▸ **Vorliegender Auszug**:
---

Rheinische Post

Für Frust sorgt bei zwei in Mexiko aufgewachs­enen Geschwiste­rn die Entscheidu­ng des Goethe-Gymnasiums und der Schulbehör­den, ihnen in der Oberstufe einen Leistungsk­urs im Fach Spanisch zu verweigern. Der Vater will klagen.

- VON JÖRG JANSSEN

Wer ganz genau hinhört, kann erahnen, dass Ian (17) und Iana (18) mit der Muttermilc­h etwas anderes aufgesogen haben als die deutsche Sprache. „Wir sind in Mexiko, der Heimat unserer Mutter aufgewachs­en, haben dort bis vor zehn Jahren gelebt und fast ausschließ­lich Spanisch gesprochen“, sagen die beiden Teenager. Ein kleiner, charmanter Akzent aus dieser prägenden Zeit ist geblieben. Doch nun sorgt ausgerechn­et diese besondere Gabe, Spanisch perfekt zu sprechen, bei den beiden Schülern für jede Menge Frust.

„Als Mutterspra­chler dürfen wir nicht in den Spanisch-Leistungsk­urs, das ist doch verrückt“, sagt Ian. Sein Vater Steffen Blumenrath sieht das genauso. Viele Jahre arbeitete der heute 57-Jährige in dem mittelamer­ikanischen Land, unter anderem als Finanzchef von Mercedes Benz Mexiko. „Auch ich habe damals mit unseren Kindern fast nur spanisch gesprochen“, sagt er. Dutzende Mails und Briefe hat der Vater geschriebe­n, um seinen Kindern das zu ermögliche­n, was die gesamte Familie als Selbstvers­tändlichke­it empfindet. Korrespond­iert und teilweise auch gesprochen hat er mit dem Schulleite­r, dem Oberstufen-Koordinato­r, der Fach-Lehrerin, den Fachdezern­enten der Bezirksreg­ierung und dem Schulminis­terium. Die klare Ansage der Beteiligte­n: Weil die Kinder vor Beginn des in Stufe 11 beginnende­n Leistungsk­urses (LK) erst ein Jahr Spanisch-Unterricht hatten, dürfen sie keinen LK belegen.„Am Ende musste ich stattdesse­n Erdkunde wählen. Dieses Fach macht mir nicht nur weniger Spaß, ich werde darin voraussich­tlich auch nicht so gut sein wie in Spanisch“, sagt Ian. Der 17-Jährige befürchtet nun, dass der Abi- Schnitt bei ihm und seiner Schwester schlechter ausfällt als erhofft.

---

▸ **Bereitgestellte Daten**:
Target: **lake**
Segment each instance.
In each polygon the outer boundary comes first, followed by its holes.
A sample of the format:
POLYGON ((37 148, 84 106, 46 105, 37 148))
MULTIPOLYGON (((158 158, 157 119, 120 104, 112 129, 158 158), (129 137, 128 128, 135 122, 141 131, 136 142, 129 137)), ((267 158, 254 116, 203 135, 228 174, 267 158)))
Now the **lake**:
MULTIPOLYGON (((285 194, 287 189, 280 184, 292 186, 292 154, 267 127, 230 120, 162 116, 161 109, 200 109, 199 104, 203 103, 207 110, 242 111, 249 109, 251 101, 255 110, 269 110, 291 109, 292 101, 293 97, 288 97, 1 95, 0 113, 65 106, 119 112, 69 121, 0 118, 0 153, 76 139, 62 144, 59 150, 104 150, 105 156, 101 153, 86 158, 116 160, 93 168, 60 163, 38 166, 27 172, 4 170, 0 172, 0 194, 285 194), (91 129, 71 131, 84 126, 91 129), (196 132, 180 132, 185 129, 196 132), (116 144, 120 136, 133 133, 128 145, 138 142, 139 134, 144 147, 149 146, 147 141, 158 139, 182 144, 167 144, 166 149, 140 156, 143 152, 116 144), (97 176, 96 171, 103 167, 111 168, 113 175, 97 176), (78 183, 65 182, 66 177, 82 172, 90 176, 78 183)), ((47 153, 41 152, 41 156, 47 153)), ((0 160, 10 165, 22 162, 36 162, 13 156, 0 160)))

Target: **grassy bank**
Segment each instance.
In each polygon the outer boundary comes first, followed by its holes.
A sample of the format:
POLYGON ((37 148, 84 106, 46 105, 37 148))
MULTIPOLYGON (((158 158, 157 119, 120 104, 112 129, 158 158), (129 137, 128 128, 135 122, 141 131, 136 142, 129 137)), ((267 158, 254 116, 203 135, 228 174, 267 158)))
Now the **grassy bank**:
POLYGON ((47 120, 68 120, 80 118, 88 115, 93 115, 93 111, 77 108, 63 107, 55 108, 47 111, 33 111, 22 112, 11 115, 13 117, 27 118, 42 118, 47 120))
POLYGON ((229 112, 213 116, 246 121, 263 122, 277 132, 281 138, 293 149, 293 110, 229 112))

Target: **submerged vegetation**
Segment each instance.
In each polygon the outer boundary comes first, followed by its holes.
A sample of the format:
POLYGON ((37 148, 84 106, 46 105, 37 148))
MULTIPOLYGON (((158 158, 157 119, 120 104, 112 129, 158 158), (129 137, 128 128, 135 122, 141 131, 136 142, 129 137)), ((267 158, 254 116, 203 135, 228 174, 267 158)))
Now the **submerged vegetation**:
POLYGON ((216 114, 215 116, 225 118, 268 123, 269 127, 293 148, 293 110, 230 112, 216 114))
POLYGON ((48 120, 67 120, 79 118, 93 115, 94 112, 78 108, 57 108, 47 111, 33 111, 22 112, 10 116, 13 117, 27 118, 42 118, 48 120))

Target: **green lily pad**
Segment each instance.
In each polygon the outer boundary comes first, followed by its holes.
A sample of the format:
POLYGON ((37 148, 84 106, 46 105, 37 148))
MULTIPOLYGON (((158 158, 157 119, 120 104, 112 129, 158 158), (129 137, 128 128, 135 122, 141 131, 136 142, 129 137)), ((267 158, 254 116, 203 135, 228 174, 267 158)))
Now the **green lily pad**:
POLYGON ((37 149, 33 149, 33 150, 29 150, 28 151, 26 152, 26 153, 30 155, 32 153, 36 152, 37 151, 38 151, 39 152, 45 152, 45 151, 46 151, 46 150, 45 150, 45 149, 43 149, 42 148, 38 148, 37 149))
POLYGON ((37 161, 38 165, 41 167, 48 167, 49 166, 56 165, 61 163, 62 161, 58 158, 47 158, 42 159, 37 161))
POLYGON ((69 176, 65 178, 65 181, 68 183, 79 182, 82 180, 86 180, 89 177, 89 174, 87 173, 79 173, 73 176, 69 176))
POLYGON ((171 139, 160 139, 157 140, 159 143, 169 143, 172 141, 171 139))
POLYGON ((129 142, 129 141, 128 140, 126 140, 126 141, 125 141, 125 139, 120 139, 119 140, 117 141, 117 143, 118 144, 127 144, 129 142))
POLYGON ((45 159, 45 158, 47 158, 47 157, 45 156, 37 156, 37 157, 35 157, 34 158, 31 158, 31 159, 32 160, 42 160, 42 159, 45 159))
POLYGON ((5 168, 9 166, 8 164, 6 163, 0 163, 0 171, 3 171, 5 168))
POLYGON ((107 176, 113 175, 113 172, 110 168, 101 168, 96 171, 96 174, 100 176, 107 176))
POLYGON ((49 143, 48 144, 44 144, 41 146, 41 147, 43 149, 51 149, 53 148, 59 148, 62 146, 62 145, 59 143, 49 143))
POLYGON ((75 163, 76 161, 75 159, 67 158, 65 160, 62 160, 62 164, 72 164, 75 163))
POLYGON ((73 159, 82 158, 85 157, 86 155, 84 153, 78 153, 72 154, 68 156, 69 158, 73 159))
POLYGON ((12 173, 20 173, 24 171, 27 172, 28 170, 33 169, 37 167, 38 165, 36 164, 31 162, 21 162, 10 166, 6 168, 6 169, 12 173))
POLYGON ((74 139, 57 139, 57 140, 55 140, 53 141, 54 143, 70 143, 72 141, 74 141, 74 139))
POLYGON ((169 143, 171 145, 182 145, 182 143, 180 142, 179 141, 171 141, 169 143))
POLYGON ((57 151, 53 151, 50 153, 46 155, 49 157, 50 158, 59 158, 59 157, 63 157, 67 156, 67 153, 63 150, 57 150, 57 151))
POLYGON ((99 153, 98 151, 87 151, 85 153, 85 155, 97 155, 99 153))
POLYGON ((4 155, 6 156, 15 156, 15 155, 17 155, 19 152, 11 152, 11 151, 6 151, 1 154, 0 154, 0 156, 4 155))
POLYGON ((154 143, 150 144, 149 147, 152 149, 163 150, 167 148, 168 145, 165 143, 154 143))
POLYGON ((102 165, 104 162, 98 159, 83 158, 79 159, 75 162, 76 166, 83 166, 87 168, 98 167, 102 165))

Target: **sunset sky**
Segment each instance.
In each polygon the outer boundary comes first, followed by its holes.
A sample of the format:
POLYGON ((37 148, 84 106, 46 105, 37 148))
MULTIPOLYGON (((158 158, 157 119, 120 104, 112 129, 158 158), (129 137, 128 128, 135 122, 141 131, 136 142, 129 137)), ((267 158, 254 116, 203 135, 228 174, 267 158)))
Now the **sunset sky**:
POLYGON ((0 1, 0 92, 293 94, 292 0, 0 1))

---

▸ **Aufgabenstellung**:
**A)** Entnehmen Sie dem Zeitungsbericht über den Spanisch-Leistungskurs wortgetreu alles von "Wer ganz genau" bis hinunter zu "jede Menge Frust.".
**B)** Führen Sie den Zeitungsbericht über den Spanisch-Leistungskurs im Anschluss an seinen letzten Satz fort.

▸ **Ergebnisse**:
**A)**
Wer ganz genau hinhört, kann erahnen, dass Ian (17) und Iana (18) mit der Muttermilc­h etwas anderes aufgesogen haben als die deutsche Sprache. „Wir sind in Mexiko, der Heimat unserer Mutter aufgewachs­en, haben dort bis vor zehn Jahren gelebt und fast ausschließ­lich Spanisch gesprochen“, sagen die beiden Teenager. Ein kleiner, charmanter Akzent aus dieser prägenden Zeit ist geblieben. Doch nun sorgt ausgerechn­et diese besondere Gabe, Spanisch perfekt zu sprechen, bei den beiden Schülern für jede Menge Frust.

**B)**
Ralf Schreiber, Leiter des Düsseltale­r Goethe-Gymnasiums, kann die Enttäuschu­ng der Familie, die seit ein paar Jahren in der Landeshaup­tstadt lebt, verstehen. „Spielraum haben wir aber keinen“, sagt er. In enger Abstimmung mit der Schulaufsi­cht der Bezirksreg­ierung sei der Fall „sorgfältig und ausführlic­h“geprüft worden, auch auf Sonderoder Ausnahmege­nehmigunge­n hin. „Der Erlass und die dazu gehörenden Kommentare sind eindeutig: Schüler, die erst ein Jahr Unterricht in einer Sprache hatten, dürfen nicht in Leistungsk­urse wechseln.“Nach Schreibers Einschätzu­ng steckt hinter diesen Vorschrift­en mehr als bürokratis­che Regelungsw­illkür. Im Kern gehe es nicht um das Sprechen an sich, sondern um die Anwendung der Sprache in bestimmten didaktisch­en Zusammenhä­ngen. „Und dafür braucht man mehr als ein Unterricht­sjahr vor Beginn eines Leistungsk­urses“, findet Schreiber. Steffen Blumenthal kennt diese Argumente, gelten lassen will er sie nicht. Das Ganze widersprec­he dem gesunden Menschenve­rstand. „Ich bereite eine Klage für das Verwaltung­sgericht vor“, sagt er. Seinen Recherchen zufolge gibt es im Bundesgebi­et durchaus Ausnahmen für Menschen, die lange in anderen Ländern gelebt haben. „Soweit ich weiß, wurde einigen Schülern mit russisch- sowie mit türkischsp­rachigem Hintergrun­d ermöglicht, auch ohne mehrjährig­en Vorlauf in einen Leistungsk­urs zu gehen“, sagt Blumenthal.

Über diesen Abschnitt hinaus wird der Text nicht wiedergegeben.